- [EXCERPTED PASSAGE]:
'''
Park in Sarajevo, Bosnia and Herzegovina

The Nijaz Duraković Park, formerly and also known as Hastahana, is a park located in Marijin Dvor neighborhood in Centar municipality of Sarajevo, Bosnia and Herzegovina.

== History==
The park is located close to the Magribija mosque in Marijin Dvor. Hastahana means hospital in Turkish, and the place hosted an old hospital during Ottoman times, originally property of Gazi Husrev-beg's endowment (vakuf). In the 1960s the site was used as a Yugoslav military hospital, and during the siege of Sarajevo the open-air lot was cultivated as a vegetable garden.

Since 1999, the regulatory plan of Sarajevo envisaged the construction on the site of a museum of the city. However this never happened, due to lack of funding.

Since 2005, the park hosted the artistic installation "Star Trek", donated by German artist Helmut Lutz, which had been installed in many other locations, including Rome, Athens, Jerusalem, Istanbul. The sculpture group was removed in August 2020 to allow the construction works.

In May 2018, the park was named after Bosnian intellectual and politician Nijaz Duraković.
'''
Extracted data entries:
'''
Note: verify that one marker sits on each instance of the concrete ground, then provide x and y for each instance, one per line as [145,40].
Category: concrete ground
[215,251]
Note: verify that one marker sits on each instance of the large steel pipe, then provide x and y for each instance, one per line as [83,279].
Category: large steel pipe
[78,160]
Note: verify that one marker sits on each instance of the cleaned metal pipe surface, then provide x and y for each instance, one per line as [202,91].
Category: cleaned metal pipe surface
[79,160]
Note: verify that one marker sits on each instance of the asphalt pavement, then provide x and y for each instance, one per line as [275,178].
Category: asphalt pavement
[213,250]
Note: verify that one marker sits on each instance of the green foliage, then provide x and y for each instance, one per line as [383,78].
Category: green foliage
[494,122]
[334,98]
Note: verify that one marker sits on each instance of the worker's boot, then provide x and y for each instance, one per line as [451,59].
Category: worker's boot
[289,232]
'''
'''
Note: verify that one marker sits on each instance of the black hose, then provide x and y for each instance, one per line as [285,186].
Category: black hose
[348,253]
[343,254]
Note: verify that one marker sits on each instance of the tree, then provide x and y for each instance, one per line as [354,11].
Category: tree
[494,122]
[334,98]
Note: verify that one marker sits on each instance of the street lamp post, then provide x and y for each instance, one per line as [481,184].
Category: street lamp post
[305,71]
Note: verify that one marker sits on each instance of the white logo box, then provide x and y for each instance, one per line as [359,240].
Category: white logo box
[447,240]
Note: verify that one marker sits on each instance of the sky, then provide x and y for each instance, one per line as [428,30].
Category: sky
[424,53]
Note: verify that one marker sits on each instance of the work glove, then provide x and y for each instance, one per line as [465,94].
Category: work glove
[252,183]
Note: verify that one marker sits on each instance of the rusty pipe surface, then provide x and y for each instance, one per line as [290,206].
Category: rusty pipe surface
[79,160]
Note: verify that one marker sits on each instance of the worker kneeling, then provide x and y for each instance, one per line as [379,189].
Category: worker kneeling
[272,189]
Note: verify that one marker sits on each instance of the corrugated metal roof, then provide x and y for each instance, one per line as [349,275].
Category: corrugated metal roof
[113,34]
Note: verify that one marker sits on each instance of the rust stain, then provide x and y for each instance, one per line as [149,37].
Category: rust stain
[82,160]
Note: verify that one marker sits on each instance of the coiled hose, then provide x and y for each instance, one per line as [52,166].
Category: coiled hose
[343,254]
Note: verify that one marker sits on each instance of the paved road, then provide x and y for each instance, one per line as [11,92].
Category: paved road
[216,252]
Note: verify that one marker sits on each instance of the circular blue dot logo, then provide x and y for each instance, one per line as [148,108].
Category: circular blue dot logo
'''
- [ASSIGNMENT A]:
Using the passage on the Sarajevo park, decide whether each statement agrees with it. Answer yes or no for each, and quote the words of the passage that settle it.
(i) The name Hastahana means hospital in Turkish.
(ii) A museum of the city was built on the site after 1999.
(iii) The "Star Trek" installation was removed in August 2020.
- [ASSIGNMENT B]:
Answer these questions from the passage on the Sarajevo park:
(i) In which municipality of Sarajevo is the park located?
(ii) What was the open-air lot used for during the siege of Sarajevo?
(iii) In what month and year was the park named after Nijaz Duraković?
- [ASSIGNMENT C]:
Resume the passage on the Sarajevo park, starting after its final sentence.

- [ANSWER SECTION A]:
(i) Yes: "Hastahana means hospital in Turkish"
(ii) No: "However this never happened, due to lack of funding."
(iii) Yes: "The sculpture group was removed in August 2020 to allow the construction works."

- [ANSWER SECTION B]:
(i) Centar
(ii) It was cultivated as a vegetable garden.
(iii) May 2018

- [ANSWER SECTION C]:
In April 2019, the local council of Centar decided that the site would be redeveloped to host a building and underground parking, while remaining for 90% a green area. This led to protests of citizens in 2019–2020, led by the group "Jedan grad, Jedna borba" (One town, one fight.) supported by SDP BiH. On 25 September 2019, the municipal mayor of Centar, Nedžad Ajnadžić, and his SDA-SBB-GS-DF majority, voted to amend a regulatory plan for Marijin Dvor, to allow the construction of a multi-storey underground garage, art pavilion, local community premises and other facilities, instead of the surface parking lot accessible from Kranjčevićeva, neighbouring the Hastahana park. The plot was sell to the Central Bank of Bosnia and Herzegovina in November 2019 for 4.7 million BAM (2.5 million euro). In February 2021, the new municipal mayor of Centar, Srđan Mandić (Our Party), acknowledged that the construction works would go ahead on the plot owned by the Central Bank.

Every year, several social events like "Summer in Hastahana Park" and "Sarajevo Holiday Market" are organized in the park.